Copy each line of the data that has "green" in it.

• • •

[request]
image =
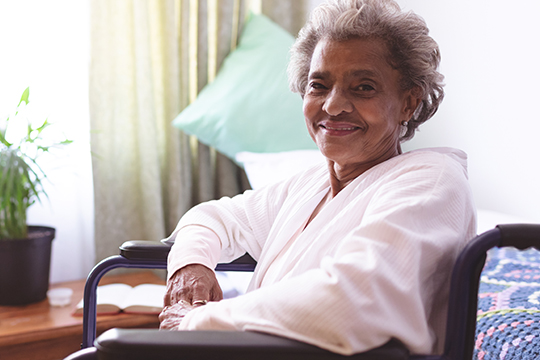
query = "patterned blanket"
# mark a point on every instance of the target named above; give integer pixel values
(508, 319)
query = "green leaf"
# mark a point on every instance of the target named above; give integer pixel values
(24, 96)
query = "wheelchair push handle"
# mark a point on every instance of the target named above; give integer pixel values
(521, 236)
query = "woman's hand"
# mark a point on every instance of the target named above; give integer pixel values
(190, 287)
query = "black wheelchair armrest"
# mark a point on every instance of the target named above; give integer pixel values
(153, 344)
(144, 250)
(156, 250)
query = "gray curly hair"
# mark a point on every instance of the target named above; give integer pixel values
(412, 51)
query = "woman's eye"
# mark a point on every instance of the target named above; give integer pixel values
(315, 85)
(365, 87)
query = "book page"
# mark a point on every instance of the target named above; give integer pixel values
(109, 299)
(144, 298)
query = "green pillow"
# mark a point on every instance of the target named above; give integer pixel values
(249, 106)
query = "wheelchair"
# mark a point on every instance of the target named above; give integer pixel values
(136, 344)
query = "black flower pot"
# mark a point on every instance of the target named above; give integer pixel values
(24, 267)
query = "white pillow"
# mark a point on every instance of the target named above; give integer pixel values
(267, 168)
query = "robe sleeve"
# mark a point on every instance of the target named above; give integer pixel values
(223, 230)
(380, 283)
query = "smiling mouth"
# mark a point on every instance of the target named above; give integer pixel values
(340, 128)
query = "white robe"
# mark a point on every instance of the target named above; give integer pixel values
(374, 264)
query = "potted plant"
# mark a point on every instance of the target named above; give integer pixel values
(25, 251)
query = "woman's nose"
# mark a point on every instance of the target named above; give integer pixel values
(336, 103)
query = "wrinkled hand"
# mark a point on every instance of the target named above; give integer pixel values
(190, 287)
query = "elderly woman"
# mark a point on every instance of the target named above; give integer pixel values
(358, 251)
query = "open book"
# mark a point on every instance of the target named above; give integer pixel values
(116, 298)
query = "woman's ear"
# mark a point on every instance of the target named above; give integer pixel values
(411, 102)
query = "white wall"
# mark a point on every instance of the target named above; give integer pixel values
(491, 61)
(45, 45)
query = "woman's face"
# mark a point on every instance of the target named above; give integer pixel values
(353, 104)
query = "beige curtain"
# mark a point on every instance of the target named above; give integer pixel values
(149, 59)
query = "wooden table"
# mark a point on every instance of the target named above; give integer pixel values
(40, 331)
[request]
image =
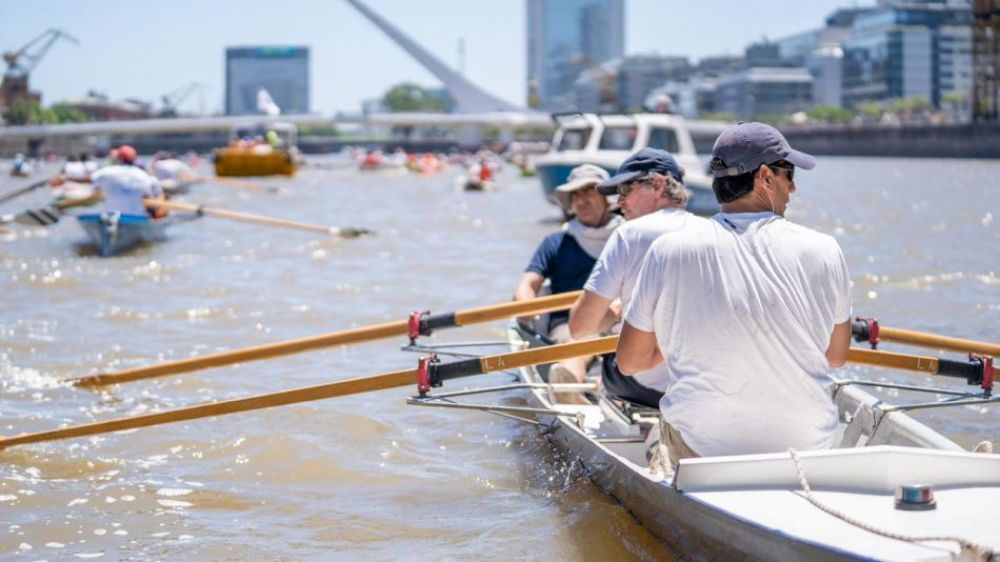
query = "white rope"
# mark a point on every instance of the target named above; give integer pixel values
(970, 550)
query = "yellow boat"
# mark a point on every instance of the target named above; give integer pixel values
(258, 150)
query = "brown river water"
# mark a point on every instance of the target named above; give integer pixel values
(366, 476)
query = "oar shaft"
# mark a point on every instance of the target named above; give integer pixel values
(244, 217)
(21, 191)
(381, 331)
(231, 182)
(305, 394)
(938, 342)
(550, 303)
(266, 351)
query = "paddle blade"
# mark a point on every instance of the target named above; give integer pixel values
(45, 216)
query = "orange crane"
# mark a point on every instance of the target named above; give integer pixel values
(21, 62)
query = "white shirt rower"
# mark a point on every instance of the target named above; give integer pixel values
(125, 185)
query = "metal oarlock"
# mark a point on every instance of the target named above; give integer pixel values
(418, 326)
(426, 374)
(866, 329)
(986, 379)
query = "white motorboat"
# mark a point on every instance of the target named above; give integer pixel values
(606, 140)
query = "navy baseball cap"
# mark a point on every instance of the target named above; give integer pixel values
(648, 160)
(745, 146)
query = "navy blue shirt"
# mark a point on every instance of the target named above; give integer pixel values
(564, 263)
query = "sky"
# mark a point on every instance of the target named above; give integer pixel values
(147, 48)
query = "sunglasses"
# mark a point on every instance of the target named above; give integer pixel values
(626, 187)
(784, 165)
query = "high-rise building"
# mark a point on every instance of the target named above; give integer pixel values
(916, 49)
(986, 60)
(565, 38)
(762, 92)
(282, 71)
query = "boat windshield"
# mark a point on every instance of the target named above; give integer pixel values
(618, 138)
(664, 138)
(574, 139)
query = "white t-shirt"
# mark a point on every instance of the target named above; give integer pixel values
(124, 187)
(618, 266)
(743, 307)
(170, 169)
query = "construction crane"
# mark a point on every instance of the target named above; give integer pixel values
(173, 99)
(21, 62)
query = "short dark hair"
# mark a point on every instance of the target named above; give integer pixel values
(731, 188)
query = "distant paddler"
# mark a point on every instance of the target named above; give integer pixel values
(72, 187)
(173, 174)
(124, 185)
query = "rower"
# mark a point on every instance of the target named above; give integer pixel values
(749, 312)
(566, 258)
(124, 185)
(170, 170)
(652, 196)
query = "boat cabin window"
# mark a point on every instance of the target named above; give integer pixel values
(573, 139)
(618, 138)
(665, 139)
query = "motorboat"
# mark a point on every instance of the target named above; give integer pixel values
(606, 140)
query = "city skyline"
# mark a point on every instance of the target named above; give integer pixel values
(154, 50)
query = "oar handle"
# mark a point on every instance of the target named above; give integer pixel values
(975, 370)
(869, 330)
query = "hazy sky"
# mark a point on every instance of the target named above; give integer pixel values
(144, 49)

• • •

Exercise answer
query = "green leaf"
query = "green pillow"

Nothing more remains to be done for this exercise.